◆ **TASK REQUIREMENTS**: Reproduce every item below line for line, word for word, but leave out the pictures.

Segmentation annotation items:
** start **
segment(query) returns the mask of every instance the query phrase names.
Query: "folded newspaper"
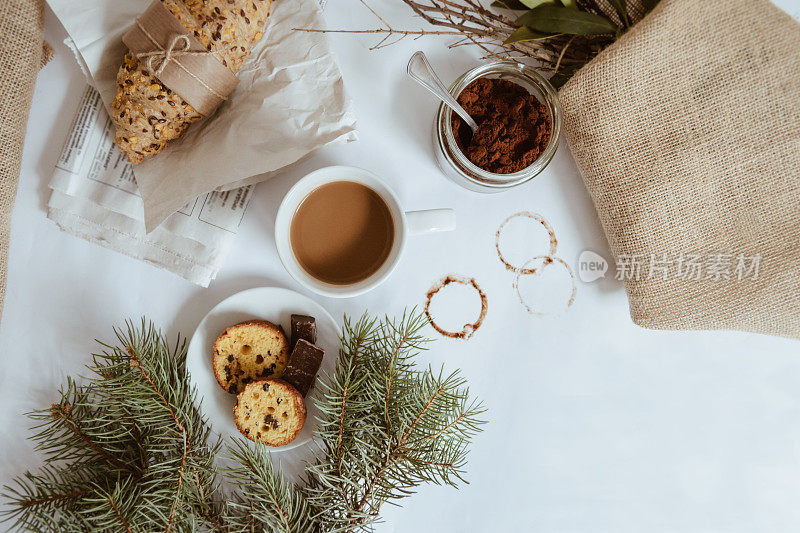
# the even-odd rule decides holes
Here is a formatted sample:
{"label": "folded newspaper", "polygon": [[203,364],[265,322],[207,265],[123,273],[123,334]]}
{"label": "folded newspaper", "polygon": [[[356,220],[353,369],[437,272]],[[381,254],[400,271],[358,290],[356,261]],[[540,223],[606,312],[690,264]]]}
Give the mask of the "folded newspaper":
{"label": "folded newspaper", "polygon": [[254,185],[196,198],[150,233],[131,164],[87,87],[50,181],[48,217],[62,230],[207,287],[222,266]]}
** end **
◆ **COMPLETED EXERCISE**:
segment(query) returns the mask of every instance the query phrase names.
Query: "folded newspaper"
# the even-odd rule decides holes
Here is a formatted sample:
{"label": "folded newspaper", "polygon": [[203,364],[265,322],[207,265],[123,273],[123,334]]}
{"label": "folded newspaper", "polygon": [[[356,220],[353,369],[437,272]],[[381,254],[400,271],[358,290],[356,261]],[[540,223],[606,312],[690,264]]]}
Give the mask of the "folded newspaper":
{"label": "folded newspaper", "polygon": [[254,185],[196,198],[150,233],[131,164],[87,87],[50,181],[48,217],[62,230],[207,287],[222,266]]}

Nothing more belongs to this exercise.